• _WHAT THE TASK ASKS_: Copy the blog post about being a control freak, starting with "This can be" and going on through "the boss.  NEED.", but put "one in charge" in place of "boss".

• _EXCERPTED PASSAGE_:

Showing posts with label children. Show all posts
Showing posts with label children. Show all posts
18 November 2014

Control Freak

I am a control freak.

This can be a problem at times.  I'm not the super neat/myhousehastolooklikeamagazine kind of control freak.  And there are some times that I really prefer not to be in control.  But when it comes to certain things, I need to be the boss.  NEED.

For example, I hate being late.  And I rhyme all the time (that was a joke, silly bloke).  Let's say we are planning on leaving at 10am to get wherever on time.  Let's say I've done everything I can do to be out the door by 10.  I got up early, I got the kids stuff put together the night before.  Then, as we are walking out the door, the baby falls in a mud puddle or someone throws up or an alien swoops down and traps us in the house.  Those are the types of things that are infuriating to me.  Completely, 100% out of my control. And my stress level goes to a thousand (that's a pretty high level, right?) and I start getting snappy at my husband and kids and it's no fun for anyone.

• _DATA SECTION_:
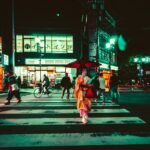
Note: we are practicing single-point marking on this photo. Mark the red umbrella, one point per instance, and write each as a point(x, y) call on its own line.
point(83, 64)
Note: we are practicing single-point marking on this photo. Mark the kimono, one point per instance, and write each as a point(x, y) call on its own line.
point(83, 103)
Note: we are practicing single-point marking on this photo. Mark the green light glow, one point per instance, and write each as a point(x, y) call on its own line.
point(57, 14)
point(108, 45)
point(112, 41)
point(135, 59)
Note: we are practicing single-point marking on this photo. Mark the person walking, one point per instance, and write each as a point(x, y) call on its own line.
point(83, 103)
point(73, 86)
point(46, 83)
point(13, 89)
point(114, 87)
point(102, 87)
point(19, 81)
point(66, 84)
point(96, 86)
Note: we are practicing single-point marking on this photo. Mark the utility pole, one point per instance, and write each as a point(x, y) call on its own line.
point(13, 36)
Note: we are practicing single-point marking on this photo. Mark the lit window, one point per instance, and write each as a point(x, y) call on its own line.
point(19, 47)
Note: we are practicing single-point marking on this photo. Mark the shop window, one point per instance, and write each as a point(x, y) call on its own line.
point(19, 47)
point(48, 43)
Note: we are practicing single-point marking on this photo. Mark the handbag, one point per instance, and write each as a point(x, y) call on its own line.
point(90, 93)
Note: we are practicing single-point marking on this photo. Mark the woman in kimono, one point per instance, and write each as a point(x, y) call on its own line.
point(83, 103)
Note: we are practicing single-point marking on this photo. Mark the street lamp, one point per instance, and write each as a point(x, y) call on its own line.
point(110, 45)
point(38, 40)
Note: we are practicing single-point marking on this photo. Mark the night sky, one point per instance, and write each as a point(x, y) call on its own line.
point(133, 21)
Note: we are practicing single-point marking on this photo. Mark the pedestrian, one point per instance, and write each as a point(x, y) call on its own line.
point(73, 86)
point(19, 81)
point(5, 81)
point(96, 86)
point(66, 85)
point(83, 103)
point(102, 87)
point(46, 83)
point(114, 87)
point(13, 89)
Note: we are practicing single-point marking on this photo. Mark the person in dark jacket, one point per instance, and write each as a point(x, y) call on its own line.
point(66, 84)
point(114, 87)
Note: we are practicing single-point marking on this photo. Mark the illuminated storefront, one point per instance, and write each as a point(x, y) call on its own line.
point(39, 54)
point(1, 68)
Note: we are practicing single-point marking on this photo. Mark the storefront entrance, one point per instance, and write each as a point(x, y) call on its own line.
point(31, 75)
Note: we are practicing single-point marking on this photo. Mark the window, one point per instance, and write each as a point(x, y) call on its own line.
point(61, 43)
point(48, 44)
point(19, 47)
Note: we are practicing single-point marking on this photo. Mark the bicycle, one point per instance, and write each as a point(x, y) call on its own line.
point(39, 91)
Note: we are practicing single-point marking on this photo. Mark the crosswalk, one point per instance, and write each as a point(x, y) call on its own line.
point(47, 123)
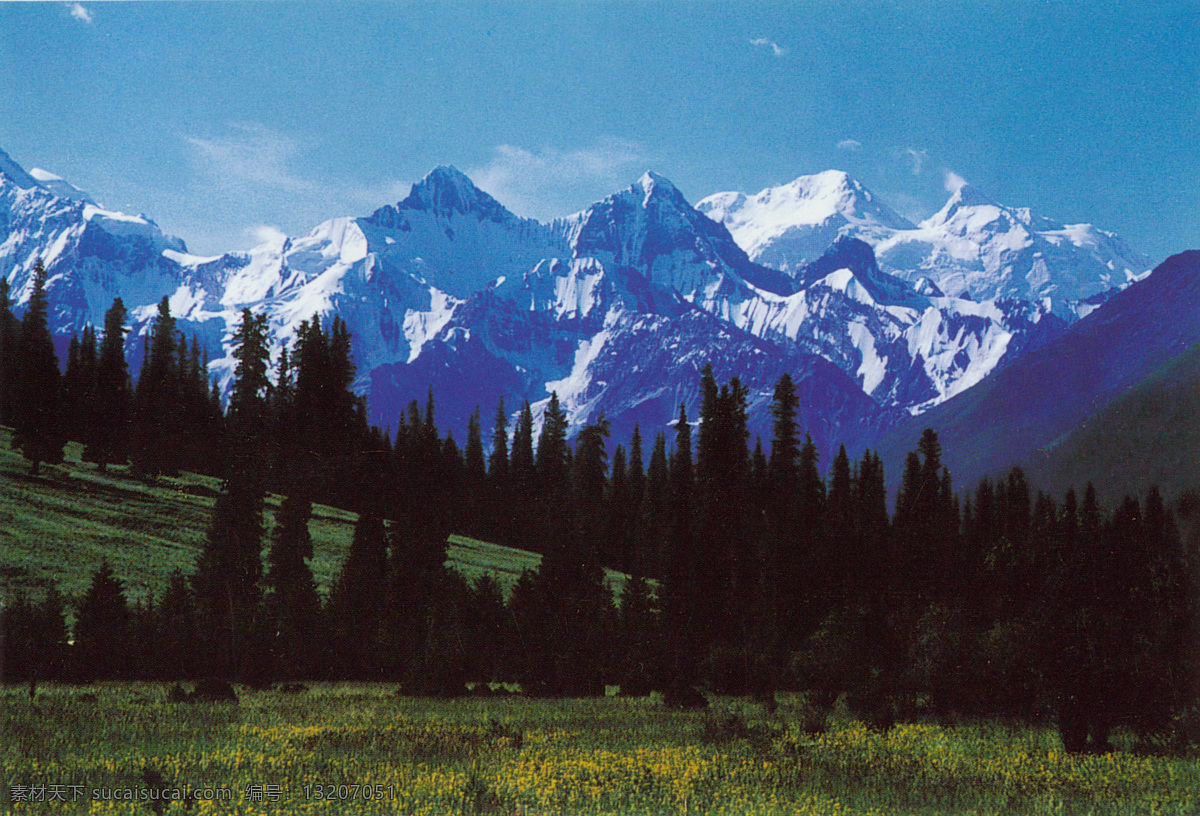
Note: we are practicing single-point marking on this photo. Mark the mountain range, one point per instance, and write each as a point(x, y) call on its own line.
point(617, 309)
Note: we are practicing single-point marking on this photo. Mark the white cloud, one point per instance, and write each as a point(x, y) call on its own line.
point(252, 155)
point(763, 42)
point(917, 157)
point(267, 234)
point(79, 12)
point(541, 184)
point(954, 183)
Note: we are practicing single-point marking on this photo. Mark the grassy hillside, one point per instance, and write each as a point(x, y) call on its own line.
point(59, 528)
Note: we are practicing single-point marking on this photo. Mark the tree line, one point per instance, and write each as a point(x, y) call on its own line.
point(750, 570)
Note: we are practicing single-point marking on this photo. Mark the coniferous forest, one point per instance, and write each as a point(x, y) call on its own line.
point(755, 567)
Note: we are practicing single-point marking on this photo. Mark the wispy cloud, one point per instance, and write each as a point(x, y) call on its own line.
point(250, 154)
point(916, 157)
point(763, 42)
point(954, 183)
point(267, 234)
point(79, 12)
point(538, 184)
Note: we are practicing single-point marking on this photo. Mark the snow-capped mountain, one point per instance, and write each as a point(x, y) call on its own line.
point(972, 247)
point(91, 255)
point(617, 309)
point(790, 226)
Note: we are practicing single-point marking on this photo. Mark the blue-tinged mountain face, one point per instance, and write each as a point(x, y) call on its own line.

• _FINISHED TASK_:
This can be a problem at times.  I'm not the super neat/myhousehastolooklikeamagazine kind of control freak.  And there are some times that I really prefer not to be in control.  But when it comes to certain things, I need to be the one in charge.  NEED.